*GIVEN TASK*
Convert the stretch of the entries below that opens with the line containing "Target: trekking pole" and closes with the line containing "106 243 L 106" into a JSON list of strings, one string per line, leaving out blank lines. Include only those lines.

*RECORDS PROVIDED*

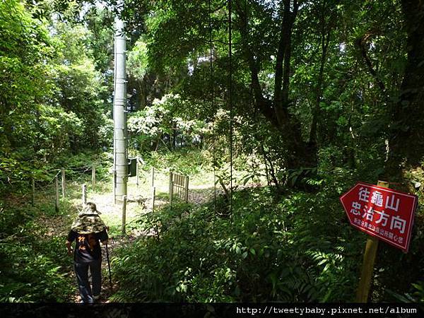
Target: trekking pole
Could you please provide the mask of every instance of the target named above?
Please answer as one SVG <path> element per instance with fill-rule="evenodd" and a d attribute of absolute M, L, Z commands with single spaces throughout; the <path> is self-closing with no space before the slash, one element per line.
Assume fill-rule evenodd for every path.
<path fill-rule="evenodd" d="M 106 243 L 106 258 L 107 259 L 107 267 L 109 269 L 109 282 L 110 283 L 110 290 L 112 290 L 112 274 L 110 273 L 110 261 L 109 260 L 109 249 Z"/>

---

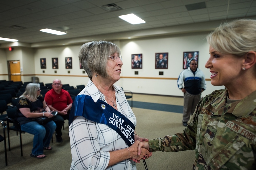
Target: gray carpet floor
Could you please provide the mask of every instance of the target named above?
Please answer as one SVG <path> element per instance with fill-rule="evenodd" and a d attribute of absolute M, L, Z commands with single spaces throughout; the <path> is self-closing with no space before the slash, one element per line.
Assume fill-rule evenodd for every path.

*WRITTEN ANSWER*
[
  "Target: trekking pole",
  "Could you please provide the mask of every instance of the target named above?",
  "Please answer as one SVG <path> element per instance with fill-rule=\"evenodd\" and a d attribute of absolute M, L, Z commands with single spaces throughout; the <path> is self-closing with no space before the slash, one element per line.",
  "Assume fill-rule evenodd for every path.",
  "<path fill-rule=\"evenodd\" d=\"M 106 243 L 106 258 L 107 259 L 107 267 L 109 269 L 109 282 L 110 283 L 110 290 L 112 290 L 112 274 L 110 273 L 110 261 L 109 260 L 109 249 Z\"/>"
]